▶ Set problem 1:
Answer these questions using the variance chart tutorial. Label each answer with the same letter as its question.
(a) Which two chart types does the chart combine?
(b) Which axis is the variance plotted on?
(c) How is the variance base calculated?
▶ Set problem 2:
List every example comparison that the variance chart tutorial gives as a type of data the technique can compare.
▶ Set problem 3:
Continue the tutorial on building a budget vs. actual variance chart, starting right after its last sentence.

▶ Passage:

With any chart, it is critical that the data is in the right structure before the chart can be created. The following image shows an example of how the data should be organized on your sheet. It is a simple report style with a column for the category names (regions) and two columns for the series data (budget & actual data).
This technique only works when comparing two different series of data. This can include a comparison of any data type: budget vs. actual, last year vs. this year, sale price vs. full price, women vs. men, etc. The number of categories is only limited to the size of the chart, but typically you want to have five or less for simplicity.
The chart utilizes two different chart types: clustered column/bar chart and stacked column/bar chart. The two data series we are comparing (budget & actual) are plotted on the clustered chart, and the variance is plotted on the stacked chart.
The chart also utilizes two different axes: the comparison series is plotted on the secondary axis, and the variance is plotted on the primary axis. This puts the stacked chart (variance) behind the clustered chart (budget & actual).
The first step is to add three calculation columns next to your data table.
- Variance Base – The base variance is calculated as the minimum of the two series in each row. This gives you the value for plotting the base column/bar of the stacked chart. The bar in the chart is actually hidden behind the clustered chart.
- Positive Variance – The variance is calculated as the variance between series 1 and series 2 (actual and budget). This is displayed as a positive result. An IF statement is used to return a blank value if the variance is negative. The blank value will not be plotted on the chart, and no data label will be created for it.

▶ Provided data:

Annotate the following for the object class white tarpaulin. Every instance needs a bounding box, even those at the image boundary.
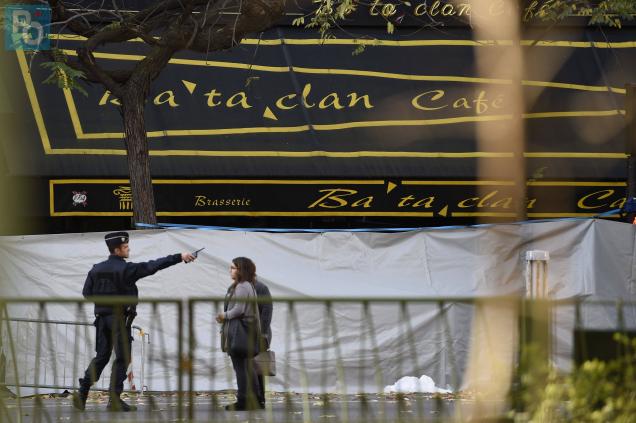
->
[0,220,636,392]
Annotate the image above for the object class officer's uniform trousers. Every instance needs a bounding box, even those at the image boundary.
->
[81,314,132,394]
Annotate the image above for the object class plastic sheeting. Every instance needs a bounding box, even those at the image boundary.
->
[0,220,636,392]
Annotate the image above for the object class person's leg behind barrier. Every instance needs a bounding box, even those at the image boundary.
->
[107,315,137,411]
[73,316,113,410]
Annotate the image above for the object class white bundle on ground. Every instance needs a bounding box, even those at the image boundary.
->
[384,375,451,394]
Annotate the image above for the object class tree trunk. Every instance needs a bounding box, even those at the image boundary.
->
[122,84,157,224]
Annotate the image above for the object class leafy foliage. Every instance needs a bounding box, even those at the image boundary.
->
[515,334,636,423]
[524,0,636,28]
[40,49,88,96]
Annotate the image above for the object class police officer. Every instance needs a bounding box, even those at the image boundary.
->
[73,232,196,411]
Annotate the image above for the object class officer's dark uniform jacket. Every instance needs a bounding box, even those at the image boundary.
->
[82,254,181,316]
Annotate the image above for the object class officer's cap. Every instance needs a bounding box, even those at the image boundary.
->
[104,232,128,248]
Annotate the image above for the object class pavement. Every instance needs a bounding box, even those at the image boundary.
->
[0,391,500,423]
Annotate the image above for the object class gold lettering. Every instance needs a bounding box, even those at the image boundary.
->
[442,4,455,16]
[453,97,471,109]
[428,0,441,16]
[302,84,316,109]
[276,94,298,110]
[457,3,470,16]
[413,3,426,16]
[225,91,252,109]
[318,93,344,110]
[490,197,512,209]
[413,197,435,209]
[473,90,488,115]
[351,197,373,209]
[154,90,179,107]
[491,94,503,109]
[382,3,396,18]
[203,88,223,107]
[576,189,614,210]
[457,197,479,209]
[398,195,415,207]
[411,90,447,110]
[347,93,373,109]
[477,190,499,208]
[369,0,380,16]
[307,188,358,209]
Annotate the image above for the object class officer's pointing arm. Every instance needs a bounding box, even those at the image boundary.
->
[82,272,93,298]
[125,253,194,281]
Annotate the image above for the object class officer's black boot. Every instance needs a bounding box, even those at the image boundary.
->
[106,395,137,411]
[73,379,91,411]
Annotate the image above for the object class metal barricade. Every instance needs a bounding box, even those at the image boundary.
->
[0,317,150,393]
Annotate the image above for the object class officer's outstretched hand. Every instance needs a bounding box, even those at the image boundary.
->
[181,253,196,263]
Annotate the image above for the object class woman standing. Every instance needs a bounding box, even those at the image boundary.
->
[216,257,264,410]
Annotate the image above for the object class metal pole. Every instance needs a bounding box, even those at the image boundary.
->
[625,83,636,223]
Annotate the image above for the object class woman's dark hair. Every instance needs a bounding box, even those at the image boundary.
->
[232,257,256,283]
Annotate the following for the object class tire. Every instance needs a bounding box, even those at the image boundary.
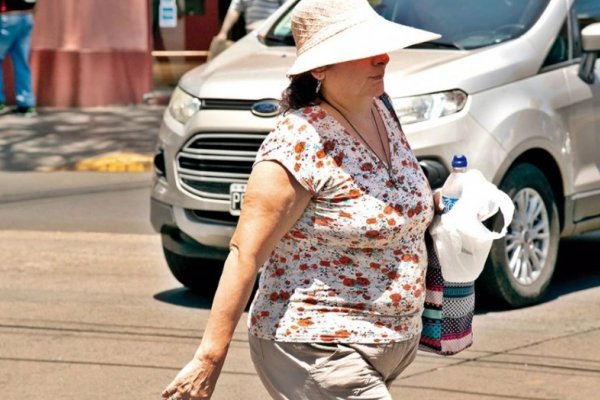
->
[477,163,560,307]
[163,248,223,297]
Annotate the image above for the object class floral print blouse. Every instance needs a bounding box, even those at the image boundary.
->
[248,99,433,343]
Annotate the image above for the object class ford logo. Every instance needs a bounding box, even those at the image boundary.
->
[251,99,281,118]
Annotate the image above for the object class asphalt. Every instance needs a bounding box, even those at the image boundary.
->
[0,104,165,172]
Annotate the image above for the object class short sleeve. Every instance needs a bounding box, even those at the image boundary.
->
[254,114,333,194]
[229,0,246,13]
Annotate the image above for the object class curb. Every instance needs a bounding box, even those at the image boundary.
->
[54,152,154,172]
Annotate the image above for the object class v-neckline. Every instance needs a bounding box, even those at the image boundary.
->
[317,100,395,171]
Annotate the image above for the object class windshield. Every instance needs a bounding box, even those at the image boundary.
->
[266,0,550,50]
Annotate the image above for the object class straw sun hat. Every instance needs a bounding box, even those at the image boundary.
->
[288,0,440,75]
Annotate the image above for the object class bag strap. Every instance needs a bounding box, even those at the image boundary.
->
[379,93,402,130]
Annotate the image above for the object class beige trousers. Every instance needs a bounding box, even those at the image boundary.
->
[249,335,419,400]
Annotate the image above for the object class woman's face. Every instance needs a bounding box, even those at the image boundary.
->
[313,54,390,100]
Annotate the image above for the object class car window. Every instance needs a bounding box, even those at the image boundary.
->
[266,0,552,49]
[542,20,569,68]
[575,0,600,22]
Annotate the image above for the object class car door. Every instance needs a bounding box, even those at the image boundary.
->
[565,0,600,223]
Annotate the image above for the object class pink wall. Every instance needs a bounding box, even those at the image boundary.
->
[6,0,152,107]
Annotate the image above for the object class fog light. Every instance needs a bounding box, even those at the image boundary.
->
[154,149,167,179]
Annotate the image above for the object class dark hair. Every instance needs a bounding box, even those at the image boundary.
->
[281,71,321,112]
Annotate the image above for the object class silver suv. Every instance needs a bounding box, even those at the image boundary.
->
[151,0,600,307]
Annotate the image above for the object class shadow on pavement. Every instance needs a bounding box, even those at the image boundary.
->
[154,287,212,310]
[0,105,164,172]
[546,232,600,300]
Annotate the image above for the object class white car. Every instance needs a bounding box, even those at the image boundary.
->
[151,0,600,307]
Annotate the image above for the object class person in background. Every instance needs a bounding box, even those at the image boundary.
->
[0,0,37,117]
[216,0,286,40]
[162,0,439,400]
[208,0,287,61]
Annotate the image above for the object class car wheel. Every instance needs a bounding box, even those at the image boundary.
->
[163,248,223,297]
[477,163,560,307]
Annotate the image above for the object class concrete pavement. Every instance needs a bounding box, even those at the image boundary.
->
[0,105,165,172]
[0,105,600,400]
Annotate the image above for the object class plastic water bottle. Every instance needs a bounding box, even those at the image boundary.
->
[442,154,467,213]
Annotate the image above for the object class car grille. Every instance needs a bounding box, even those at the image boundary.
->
[176,133,267,200]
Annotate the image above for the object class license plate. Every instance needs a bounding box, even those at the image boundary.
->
[229,183,246,215]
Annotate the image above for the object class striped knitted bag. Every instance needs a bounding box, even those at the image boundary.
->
[419,233,475,356]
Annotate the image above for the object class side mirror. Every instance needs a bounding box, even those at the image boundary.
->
[579,22,600,84]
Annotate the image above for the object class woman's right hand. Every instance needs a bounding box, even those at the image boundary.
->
[162,357,223,400]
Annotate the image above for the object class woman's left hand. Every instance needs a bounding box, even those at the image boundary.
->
[162,357,221,400]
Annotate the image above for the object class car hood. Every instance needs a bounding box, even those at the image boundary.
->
[180,35,545,100]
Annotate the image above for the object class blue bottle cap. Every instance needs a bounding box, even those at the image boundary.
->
[452,154,467,168]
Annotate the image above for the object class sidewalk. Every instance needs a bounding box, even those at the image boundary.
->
[0,105,165,172]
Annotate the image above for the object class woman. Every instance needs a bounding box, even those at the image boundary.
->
[163,0,438,400]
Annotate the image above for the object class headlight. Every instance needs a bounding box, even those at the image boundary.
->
[392,89,467,125]
[169,87,202,124]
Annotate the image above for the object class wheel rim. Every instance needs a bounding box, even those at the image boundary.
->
[506,188,550,285]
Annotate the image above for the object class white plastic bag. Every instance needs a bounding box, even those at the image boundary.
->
[429,169,515,282]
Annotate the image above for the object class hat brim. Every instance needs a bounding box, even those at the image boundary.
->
[287,15,441,75]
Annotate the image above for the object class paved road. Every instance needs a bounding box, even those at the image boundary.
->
[0,173,600,400]
[0,105,165,172]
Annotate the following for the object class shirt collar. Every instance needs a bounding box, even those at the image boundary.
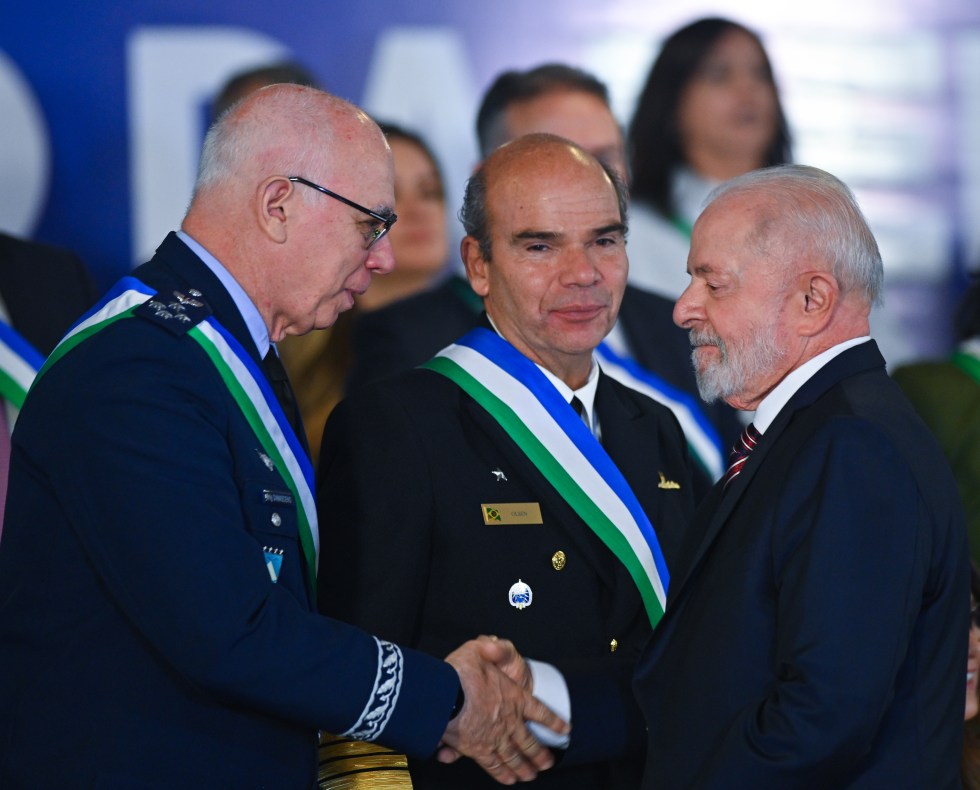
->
[177,230,272,359]
[487,313,599,435]
[752,335,871,433]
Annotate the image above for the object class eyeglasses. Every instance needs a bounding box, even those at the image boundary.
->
[288,176,398,249]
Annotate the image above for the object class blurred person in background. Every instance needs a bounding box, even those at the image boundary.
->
[963,563,980,790]
[280,122,449,463]
[627,18,790,299]
[347,63,741,491]
[892,277,980,563]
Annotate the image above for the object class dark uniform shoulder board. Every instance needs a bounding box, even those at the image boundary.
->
[133,288,211,335]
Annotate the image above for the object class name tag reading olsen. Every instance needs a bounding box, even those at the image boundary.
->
[480,502,544,526]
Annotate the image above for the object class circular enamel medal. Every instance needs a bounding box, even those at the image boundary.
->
[507,579,533,609]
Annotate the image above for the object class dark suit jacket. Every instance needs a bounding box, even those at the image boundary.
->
[0,235,459,788]
[635,342,969,790]
[347,276,742,449]
[318,362,693,788]
[0,233,98,356]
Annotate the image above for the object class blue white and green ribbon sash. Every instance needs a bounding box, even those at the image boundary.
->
[596,342,725,480]
[0,321,44,409]
[424,328,670,627]
[38,277,320,594]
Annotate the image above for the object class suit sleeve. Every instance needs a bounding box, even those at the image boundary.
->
[22,319,459,755]
[694,419,965,788]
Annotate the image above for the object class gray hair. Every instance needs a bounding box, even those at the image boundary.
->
[194,85,341,200]
[706,165,884,305]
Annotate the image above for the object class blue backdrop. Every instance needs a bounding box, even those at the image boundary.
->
[0,0,980,361]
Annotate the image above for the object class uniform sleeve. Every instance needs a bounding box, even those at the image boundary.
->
[18,319,459,755]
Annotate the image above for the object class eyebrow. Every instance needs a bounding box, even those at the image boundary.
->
[512,222,626,241]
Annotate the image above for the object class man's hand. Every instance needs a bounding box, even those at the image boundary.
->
[439,637,570,784]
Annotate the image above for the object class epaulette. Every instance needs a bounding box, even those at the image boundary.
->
[133,288,211,335]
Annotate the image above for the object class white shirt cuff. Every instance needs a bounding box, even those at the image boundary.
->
[525,658,572,749]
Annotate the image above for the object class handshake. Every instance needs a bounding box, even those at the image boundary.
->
[438,636,571,785]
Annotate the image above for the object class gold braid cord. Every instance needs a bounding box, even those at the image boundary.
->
[317,732,412,790]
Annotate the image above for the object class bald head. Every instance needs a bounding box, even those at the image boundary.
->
[195,85,385,204]
[183,85,394,340]
[460,134,628,389]
[459,133,629,260]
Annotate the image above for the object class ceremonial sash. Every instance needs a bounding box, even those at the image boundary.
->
[38,277,319,598]
[596,342,725,480]
[423,328,670,627]
[952,338,980,384]
[0,321,44,409]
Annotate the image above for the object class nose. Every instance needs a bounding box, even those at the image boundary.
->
[364,234,395,274]
[674,280,701,329]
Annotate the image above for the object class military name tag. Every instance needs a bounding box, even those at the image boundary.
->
[480,502,544,526]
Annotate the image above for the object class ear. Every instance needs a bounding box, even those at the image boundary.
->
[255,176,295,244]
[459,236,490,299]
[799,272,840,337]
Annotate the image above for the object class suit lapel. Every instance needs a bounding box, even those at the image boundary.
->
[667,340,885,612]
[134,233,262,365]
[462,393,614,587]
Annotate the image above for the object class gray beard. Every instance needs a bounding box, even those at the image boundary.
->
[691,325,782,403]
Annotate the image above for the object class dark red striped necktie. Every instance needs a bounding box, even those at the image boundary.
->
[722,423,762,488]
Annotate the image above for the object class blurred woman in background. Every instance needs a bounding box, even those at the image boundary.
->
[628,18,790,299]
[279,123,449,464]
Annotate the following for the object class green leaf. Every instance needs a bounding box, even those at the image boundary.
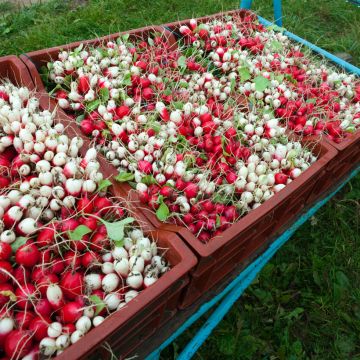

▶ Right answer 1:
(a) A clustered column/bar chart and a stacked column/bar chart.
(b) The primary axis.
(c) As the minimum of the two series in each row.

▶ Right answer 2:
- budget vs. actual
- last year vs. this year
- sale price vs. full price
- women vs. men

▶ Right answer 3:
- Negative Variance – This is the same basic calculation as the positive variance, but we use the absolute function (ABS) to return a positive value for the negative variance. The negative variance needs to be plotted as a positive value to bridge the gap between the two series. Calculating this in a separate column allows us to assign the negative series a different color, so the reader can easily differentiate it from the positive variance.
How to Create the Chart
The example file (free download below) contains step-by-step instructions on how to create the column version of this chart. Creating the bar chart is the exact same process with stacked and clustered bars instead of columns.
The chart is not too difficult to create, and provides an opportunity to learn some advanced techniques.
- The first step is to create a Stacked Column Chart and add the five series to it.
- Series 1 (Actual) and Series 2 (Budget) need to be plotted on the secondary axis. Right-click on the Actual series column in the chart, and click “Format Data Series…”
Select the “Secondary Axis” radio button from the Series Options tab.
Repeat this for the Budget Series (series 2).
- Change the chart type for series 1 & 2 to a Clustered Column Chart. Select the Actual series in the chart, or in the Chart Elements drop-down on the Layout tab of the Ribbon (chart must be selected to see the Chart Tools contextual tab).
Click the Change Chart Type button on the design tab and change the chart type to a Clustered Column chart.
We can now start to see the chart take shape. The Acutal and Budget data are displayed in side-by-side columns for comparison. The Variance series are displayed in the background as a stacked column.
- Adjust the Gap Width property for both charts. The gap width can be changed in the Series Options tab of the Format Data Series window. This controls the width of the columns. A smaller number will create a larger column, or smaller gap between categories.
- Format the chart. The chart is just plain ugly with its default formatting options. We can make a few adjustments to make it more presentable.
– Move the legend to the top and delete the 3 variance series.
– Add a Chart Title.
– Delete the Axis Labels.
– Change the border and fill colors for the columns.
– Delete the horizontal guidelines.
- Add the data labels. The variance columns in the data table contain a custom formatting type to display a blank for any zeros:
_(* #,##0_);_(* (#,##0);_(* “”_);_(@_)
These blanks also display as blanks in the data labels to give the chart a clean look. Otherwise, the variance columns that are not displayed in the chart would still have data labels that display zeros.
The data labels for a stacked column chart do not have an option to display the label above the chart. So you will have to manually move the variance label above, and to the left or right of the column.
Checkout my series of posts and videos on the column chart that displays percentage change.
I take you through a series of iterations to improve on the chart based on feedback from members of the Excel Campus community.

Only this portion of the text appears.